### WHAT IS EXPECTED
Please find the lines in the following records that hold "below", and copy them.

━━━━━ AVAILABLE DATA ━━━━━

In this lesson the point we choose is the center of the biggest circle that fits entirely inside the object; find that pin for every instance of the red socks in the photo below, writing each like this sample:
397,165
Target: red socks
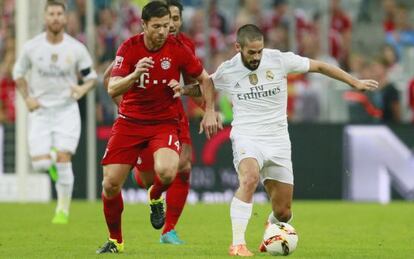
175,199
157,189
113,210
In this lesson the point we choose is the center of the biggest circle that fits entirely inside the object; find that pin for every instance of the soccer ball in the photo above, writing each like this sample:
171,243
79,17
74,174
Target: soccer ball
280,239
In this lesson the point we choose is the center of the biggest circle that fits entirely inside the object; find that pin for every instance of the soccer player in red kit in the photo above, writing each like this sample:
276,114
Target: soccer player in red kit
176,195
145,72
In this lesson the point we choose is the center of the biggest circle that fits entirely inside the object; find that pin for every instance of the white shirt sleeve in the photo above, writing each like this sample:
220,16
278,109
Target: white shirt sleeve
294,63
22,65
218,78
85,62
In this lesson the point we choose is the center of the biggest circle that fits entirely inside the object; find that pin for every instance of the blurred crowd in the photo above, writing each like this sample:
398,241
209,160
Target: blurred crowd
326,34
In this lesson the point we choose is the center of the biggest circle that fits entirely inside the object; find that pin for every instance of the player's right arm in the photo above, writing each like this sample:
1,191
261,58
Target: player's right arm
119,85
21,67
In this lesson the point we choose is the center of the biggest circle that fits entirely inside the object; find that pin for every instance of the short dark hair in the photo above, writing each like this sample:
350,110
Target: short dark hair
154,9
248,32
55,3
177,4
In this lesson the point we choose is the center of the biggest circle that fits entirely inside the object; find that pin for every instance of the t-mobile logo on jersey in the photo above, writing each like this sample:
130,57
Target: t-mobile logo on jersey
144,80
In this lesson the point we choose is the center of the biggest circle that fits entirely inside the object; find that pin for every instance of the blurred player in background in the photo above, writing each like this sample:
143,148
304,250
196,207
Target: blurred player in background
54,59
177,193
256,80
145,72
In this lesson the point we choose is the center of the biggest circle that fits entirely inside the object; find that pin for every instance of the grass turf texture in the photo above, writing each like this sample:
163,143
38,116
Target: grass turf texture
326,230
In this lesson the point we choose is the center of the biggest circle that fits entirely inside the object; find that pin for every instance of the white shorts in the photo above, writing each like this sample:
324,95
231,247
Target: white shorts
272,154
57,127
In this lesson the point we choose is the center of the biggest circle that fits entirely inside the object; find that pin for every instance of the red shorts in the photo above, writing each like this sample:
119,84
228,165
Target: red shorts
129,139
145,161
184,126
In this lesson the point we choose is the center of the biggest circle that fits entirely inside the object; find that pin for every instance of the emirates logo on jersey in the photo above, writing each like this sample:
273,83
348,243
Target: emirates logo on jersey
253,79
269,75
165,63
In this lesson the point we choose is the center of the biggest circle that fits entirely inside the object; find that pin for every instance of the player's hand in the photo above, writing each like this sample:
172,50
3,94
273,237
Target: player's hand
78,92
366,85
32,104
219,118
209,123
143,65
176,87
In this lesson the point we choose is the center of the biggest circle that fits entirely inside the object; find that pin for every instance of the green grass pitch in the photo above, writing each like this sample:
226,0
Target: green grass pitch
332,229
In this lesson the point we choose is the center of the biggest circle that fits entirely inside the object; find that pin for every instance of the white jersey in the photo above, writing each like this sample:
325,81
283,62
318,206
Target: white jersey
259,97
53,68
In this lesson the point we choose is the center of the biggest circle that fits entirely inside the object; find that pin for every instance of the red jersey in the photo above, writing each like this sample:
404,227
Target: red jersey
186,41
150,98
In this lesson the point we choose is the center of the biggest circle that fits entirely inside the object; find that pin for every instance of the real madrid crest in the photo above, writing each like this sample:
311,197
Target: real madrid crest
165,63
269,75
253,79
54,57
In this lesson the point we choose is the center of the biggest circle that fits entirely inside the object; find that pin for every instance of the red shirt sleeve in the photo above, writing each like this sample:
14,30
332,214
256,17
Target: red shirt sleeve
122,64
190,64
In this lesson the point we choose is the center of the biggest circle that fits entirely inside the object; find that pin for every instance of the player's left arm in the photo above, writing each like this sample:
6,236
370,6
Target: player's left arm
211,121
107,76
88,74
339,74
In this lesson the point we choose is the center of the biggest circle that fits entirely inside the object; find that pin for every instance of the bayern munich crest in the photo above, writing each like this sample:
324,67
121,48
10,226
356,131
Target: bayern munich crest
165,63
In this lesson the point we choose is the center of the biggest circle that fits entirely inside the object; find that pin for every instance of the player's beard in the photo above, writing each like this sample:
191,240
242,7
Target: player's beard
252,65
55,28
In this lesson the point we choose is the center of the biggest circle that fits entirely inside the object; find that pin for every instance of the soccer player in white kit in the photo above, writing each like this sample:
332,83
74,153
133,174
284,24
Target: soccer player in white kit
255,78
54,60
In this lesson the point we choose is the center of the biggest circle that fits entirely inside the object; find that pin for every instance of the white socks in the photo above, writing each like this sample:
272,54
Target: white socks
240,213
41,165
273,220
64,186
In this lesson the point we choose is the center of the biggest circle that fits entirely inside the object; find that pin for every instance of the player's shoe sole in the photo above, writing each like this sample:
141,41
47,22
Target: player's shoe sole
239,250
157,216
111,246
171,237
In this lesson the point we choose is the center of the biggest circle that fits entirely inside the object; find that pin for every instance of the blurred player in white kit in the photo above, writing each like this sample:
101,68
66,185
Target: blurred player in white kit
46,73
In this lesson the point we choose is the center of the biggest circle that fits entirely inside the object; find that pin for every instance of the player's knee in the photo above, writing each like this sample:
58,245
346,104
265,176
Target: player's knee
41,165
184,177
166,172
110,187
184,165
250,181
63,157
65,173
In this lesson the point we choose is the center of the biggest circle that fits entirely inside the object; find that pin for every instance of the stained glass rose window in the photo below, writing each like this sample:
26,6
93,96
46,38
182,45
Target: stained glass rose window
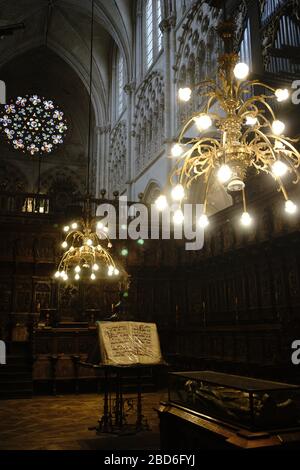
33,124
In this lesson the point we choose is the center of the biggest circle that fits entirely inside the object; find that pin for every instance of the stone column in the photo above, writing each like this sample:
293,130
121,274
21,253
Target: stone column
129,90
167,27
103,135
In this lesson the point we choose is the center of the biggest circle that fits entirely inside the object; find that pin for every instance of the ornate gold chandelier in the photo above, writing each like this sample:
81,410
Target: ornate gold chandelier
85,255
244,133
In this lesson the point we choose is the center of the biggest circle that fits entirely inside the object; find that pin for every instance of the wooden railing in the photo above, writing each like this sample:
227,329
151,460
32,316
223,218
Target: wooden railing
24,203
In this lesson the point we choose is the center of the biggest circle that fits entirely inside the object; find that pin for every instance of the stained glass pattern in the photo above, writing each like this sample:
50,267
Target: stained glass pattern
33,124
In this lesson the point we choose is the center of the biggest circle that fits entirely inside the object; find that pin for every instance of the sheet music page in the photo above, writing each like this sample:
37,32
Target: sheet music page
127,343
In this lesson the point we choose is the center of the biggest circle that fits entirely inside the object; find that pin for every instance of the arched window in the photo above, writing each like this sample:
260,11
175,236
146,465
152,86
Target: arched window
120,84
153,34
245,46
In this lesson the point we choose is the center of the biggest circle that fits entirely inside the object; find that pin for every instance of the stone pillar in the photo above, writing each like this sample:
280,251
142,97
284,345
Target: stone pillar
103,134
167,26
130,157
254,14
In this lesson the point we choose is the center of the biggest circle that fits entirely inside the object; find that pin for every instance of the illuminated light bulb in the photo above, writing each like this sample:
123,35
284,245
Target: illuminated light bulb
241,71
203,221
184,94
177,192
282,94
251,120
176,150
279,168
203,122
110,270
178,217
278,127
224,173
290,207
246,219
161,202
279,145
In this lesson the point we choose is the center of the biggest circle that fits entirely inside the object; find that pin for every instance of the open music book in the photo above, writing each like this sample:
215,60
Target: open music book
127,343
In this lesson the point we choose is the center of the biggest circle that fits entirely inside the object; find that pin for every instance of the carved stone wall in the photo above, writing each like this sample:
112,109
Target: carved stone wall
148,124
118,158
196,53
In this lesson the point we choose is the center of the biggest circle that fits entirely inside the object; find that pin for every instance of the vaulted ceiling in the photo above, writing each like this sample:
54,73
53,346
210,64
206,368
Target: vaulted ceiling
63,27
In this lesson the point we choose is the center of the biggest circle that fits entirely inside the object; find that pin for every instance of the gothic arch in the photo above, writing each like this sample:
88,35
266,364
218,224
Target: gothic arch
12,179
117,167
148,123
195,48
63,186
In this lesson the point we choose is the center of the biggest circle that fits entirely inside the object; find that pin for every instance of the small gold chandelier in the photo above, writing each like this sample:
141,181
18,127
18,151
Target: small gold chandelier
245,133
86,242
85,255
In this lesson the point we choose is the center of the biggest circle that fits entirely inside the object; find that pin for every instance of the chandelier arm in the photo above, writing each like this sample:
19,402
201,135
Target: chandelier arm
206,190
210,102
258,100
267,141
281,187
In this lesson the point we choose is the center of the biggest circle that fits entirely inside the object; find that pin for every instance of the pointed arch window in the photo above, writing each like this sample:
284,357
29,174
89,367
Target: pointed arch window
120,84
245,46
153,33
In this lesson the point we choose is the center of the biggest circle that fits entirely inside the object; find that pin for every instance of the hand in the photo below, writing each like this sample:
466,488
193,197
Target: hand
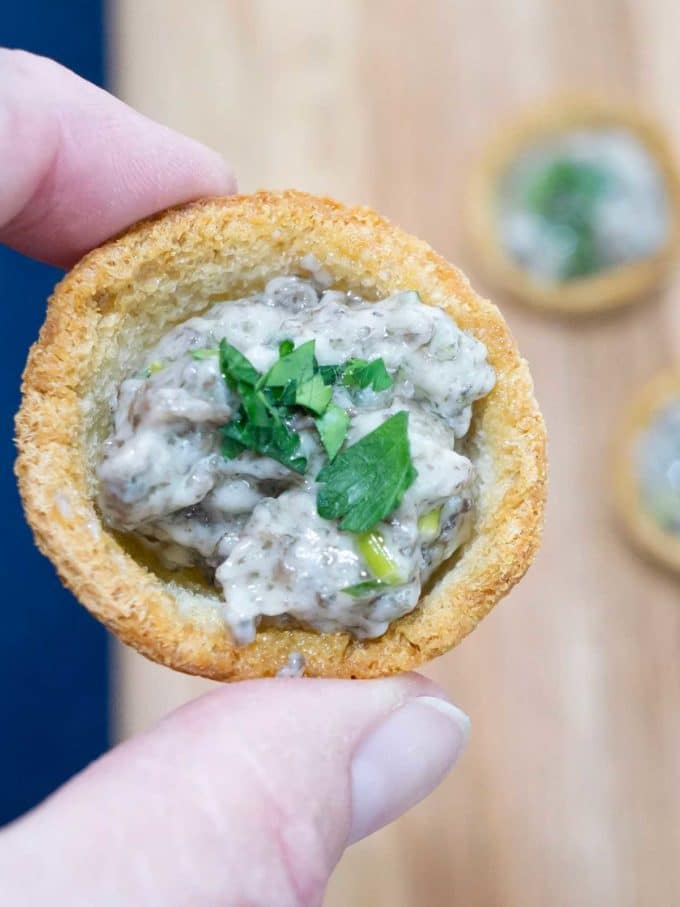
250,794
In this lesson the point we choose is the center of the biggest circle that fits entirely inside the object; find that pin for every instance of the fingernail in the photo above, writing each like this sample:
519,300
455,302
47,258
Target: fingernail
403,759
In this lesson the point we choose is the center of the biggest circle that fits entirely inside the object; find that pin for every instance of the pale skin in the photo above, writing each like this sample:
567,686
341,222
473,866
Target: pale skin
249,795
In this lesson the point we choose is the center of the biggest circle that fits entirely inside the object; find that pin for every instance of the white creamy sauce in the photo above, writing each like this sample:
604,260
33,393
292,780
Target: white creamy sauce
658,463
252,524
626,219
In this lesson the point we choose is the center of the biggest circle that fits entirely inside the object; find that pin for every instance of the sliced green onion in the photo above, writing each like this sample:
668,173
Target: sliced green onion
378,558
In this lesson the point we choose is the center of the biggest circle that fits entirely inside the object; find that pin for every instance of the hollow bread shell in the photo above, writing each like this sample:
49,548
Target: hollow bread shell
123,297
644,531
607,289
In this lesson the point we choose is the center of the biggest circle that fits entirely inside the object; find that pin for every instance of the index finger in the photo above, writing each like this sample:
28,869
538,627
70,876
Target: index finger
78,165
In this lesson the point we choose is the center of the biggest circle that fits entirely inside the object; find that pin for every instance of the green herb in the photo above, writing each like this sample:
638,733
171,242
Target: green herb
235,367
260,424
314,395
297,365
565,194
206,352
258,408
359,373
358,590
367,481
332,428
275,440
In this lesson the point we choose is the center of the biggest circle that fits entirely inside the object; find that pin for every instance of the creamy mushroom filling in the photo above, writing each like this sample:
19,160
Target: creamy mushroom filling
658,465
301,446
581,203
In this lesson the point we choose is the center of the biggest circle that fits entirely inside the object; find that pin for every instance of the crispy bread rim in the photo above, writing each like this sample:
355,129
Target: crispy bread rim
121,298
607,290
642,528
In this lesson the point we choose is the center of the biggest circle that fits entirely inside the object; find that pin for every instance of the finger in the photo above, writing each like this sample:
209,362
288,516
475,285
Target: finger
78,165
247,796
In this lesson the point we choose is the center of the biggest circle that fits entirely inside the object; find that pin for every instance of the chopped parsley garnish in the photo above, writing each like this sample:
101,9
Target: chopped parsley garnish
235,367
360,485
367,481
276,441
332,428
565,194
313,394
296,365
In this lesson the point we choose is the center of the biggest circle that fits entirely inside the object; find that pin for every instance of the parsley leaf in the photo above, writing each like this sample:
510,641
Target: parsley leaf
297,365
367,481
235,367
314,394
359,373
332,428
275,440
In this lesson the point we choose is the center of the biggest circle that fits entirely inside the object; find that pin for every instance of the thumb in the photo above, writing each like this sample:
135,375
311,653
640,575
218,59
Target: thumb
246,796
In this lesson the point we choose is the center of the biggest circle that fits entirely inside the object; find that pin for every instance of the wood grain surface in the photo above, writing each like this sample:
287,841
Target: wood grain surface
569,793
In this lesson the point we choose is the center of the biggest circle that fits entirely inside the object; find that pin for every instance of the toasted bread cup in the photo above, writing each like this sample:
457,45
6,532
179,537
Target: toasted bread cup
651,538
606,289
121,298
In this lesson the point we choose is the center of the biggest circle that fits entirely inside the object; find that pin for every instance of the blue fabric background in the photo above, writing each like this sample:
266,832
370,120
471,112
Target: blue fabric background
53,655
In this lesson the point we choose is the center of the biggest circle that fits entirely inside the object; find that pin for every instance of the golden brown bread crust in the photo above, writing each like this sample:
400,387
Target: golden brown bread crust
643,530
607,290
122,297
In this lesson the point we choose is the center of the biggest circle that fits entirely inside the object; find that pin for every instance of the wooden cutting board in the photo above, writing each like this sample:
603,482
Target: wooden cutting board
569,793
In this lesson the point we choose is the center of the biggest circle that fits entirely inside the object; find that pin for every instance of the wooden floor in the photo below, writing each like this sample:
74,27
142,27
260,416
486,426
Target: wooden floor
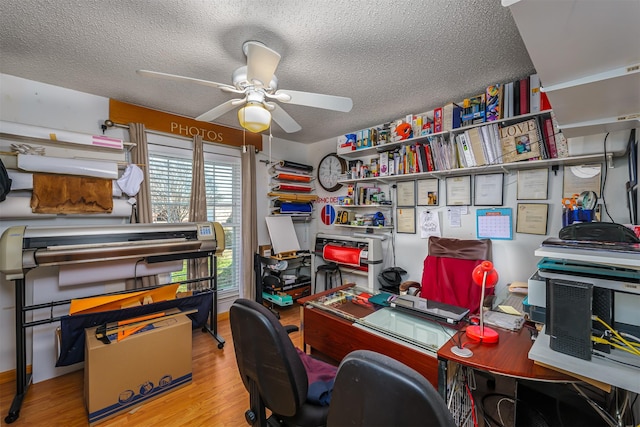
216,396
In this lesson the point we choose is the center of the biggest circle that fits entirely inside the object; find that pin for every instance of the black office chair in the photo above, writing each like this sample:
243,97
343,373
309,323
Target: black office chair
372,389
271,368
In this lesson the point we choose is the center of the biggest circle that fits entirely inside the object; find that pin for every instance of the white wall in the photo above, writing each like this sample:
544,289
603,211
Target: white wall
32,103
513,259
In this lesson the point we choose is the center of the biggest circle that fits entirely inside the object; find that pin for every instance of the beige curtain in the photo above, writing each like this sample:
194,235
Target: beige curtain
198,210
140,156
249,220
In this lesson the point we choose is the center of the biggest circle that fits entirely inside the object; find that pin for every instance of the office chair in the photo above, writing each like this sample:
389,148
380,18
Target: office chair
446,276
372,389
271,369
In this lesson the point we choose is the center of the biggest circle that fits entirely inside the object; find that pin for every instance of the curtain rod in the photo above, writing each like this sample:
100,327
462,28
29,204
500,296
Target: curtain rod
172,135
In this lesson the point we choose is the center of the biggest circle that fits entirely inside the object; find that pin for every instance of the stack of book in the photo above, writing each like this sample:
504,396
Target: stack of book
291,189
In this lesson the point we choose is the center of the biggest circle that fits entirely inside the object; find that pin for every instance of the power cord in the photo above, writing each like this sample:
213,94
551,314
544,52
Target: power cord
604,178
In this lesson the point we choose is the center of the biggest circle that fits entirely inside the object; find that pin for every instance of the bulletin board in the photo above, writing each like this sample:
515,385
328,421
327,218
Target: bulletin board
496,223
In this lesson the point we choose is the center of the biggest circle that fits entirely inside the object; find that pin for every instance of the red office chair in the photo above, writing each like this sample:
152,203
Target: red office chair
446,276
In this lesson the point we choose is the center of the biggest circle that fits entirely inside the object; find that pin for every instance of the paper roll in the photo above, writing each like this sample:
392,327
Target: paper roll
19,207
95,168
24,181
20,180
78,274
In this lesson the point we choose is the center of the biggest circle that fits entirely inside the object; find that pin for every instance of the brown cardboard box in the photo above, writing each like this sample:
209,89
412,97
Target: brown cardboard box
122,375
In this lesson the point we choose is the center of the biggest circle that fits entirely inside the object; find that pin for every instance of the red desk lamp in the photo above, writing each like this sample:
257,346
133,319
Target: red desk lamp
486,276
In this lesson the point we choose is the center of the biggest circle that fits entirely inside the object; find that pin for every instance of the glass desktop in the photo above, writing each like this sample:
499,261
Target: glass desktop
352,304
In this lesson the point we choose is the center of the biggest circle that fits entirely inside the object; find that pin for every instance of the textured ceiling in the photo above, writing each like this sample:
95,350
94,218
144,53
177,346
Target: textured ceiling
391,57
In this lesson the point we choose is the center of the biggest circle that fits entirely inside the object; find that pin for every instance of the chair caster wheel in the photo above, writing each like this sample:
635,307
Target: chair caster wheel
11,418
250,416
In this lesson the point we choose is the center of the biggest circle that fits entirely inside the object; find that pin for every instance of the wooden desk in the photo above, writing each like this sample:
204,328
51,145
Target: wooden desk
508,357
332,336
335,337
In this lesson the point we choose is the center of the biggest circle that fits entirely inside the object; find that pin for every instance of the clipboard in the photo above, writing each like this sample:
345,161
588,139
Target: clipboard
496,223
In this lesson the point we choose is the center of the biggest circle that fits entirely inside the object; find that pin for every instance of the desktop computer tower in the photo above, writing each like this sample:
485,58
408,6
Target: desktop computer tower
568,317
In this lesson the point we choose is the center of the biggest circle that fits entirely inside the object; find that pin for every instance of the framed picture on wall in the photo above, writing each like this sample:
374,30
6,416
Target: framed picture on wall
406,220
406,191
532,218
487,189
458,190
428,192
577,179
533,184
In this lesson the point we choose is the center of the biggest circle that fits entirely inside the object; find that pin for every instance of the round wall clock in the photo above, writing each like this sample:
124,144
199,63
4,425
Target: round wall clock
329,170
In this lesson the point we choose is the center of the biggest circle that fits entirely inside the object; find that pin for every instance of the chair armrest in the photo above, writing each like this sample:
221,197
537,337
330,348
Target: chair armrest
290,328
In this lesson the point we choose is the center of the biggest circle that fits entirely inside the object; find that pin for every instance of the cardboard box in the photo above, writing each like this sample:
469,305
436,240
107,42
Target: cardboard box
122,375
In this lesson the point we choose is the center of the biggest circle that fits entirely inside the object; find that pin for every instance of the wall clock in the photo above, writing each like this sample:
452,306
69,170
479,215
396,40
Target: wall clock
329,170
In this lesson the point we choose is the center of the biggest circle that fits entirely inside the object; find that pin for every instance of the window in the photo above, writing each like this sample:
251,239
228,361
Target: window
170,184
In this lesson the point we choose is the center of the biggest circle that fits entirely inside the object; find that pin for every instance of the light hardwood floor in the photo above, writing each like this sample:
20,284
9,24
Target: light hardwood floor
216,397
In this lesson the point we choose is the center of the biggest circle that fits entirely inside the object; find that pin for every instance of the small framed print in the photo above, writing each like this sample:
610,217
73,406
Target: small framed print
428,192
458,190
577,179
532,218
487,189
406,220
406,191
533,184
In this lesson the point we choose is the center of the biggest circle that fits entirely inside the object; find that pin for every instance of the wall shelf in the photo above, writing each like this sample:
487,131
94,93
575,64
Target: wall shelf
476,170
597,90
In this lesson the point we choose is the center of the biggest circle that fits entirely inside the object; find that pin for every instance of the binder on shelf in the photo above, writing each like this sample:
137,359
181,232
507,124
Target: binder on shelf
534,93
494,98
524,95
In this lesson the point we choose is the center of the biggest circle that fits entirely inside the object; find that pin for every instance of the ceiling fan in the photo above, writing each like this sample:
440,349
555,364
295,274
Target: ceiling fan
258,87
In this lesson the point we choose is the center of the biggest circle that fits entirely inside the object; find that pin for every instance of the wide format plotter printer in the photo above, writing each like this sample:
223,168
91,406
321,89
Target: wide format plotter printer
359,255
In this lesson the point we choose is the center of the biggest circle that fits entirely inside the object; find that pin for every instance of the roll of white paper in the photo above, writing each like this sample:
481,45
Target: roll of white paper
24,181
106,271
20,207
20,180
96,168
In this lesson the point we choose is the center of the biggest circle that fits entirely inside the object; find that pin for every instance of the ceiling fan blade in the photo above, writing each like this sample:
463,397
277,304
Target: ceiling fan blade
261,63
317,100
158,75
221,109
284,120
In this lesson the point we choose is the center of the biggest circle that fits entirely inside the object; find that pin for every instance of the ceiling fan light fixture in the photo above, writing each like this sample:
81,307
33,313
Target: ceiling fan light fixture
254,117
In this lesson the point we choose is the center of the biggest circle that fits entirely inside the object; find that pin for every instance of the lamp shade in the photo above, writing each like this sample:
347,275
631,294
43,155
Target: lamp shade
254,117
478,274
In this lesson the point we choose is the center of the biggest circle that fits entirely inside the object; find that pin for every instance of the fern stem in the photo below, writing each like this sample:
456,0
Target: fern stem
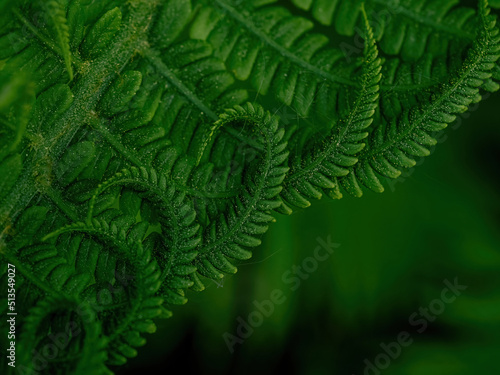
87,93
30,276
97,124
49,43
55,197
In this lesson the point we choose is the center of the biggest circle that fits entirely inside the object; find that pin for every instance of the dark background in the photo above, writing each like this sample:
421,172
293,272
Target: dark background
440,221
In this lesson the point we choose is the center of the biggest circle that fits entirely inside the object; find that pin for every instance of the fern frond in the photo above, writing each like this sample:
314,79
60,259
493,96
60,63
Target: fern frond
82,336
394,145
56,12
249,214
317,170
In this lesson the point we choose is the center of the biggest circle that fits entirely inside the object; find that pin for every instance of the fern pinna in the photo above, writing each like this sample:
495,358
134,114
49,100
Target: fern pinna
141,154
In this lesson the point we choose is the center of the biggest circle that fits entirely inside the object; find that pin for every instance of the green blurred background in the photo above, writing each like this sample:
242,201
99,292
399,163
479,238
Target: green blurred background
439,222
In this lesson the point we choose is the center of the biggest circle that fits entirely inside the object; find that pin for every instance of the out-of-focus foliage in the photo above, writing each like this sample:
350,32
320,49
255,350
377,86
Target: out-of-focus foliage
146,149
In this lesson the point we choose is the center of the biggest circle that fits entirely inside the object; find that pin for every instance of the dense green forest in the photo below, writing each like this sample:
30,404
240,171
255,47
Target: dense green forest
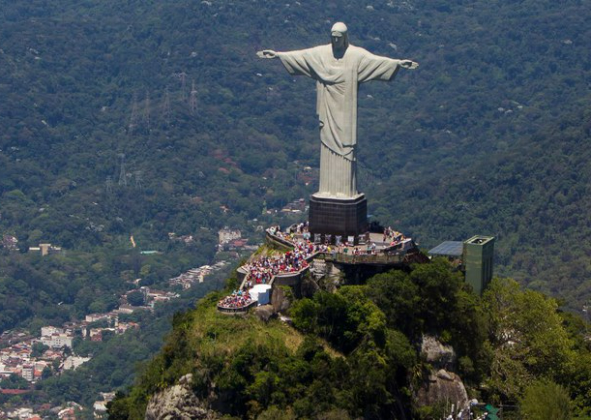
489,136
354,353
121,118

━━━━━

### RESPONSE FOR THIS EXERCISE
In this lesson the point we choose is the center of the biggest circle that fits entirely inside the object; find that pin for every instance of the red socks in the photo below, writing each like this sample:
In this lesson the point we choose is the center of the biggest circle that fits entirely inside the object; find that pin for every instance of the stained glass rose window in the photo below, writing each like this sample:
In this lesson the point we choose is the center of the biggest circle that fits entirely inside the object; find that pin for every instance of the hand in the photo below, writing each like this sample:
In this lesson the point we choose is the center of the biggest circle that fits entirely inside the object; find that pin for every instance of the wooden floor in the photo below, writing each like this sample:
In this lesson the point we choose is the center of the biggest circle that fits entirely inside the object; find that pin for every instance of the fern stem in the photo below, writing each like this sample:
In this lesson the point we choose is the center of the biggest circle that fits entirely inside the object; find that pin for every instance of the dense green forest in the photo below, writing each like this sample:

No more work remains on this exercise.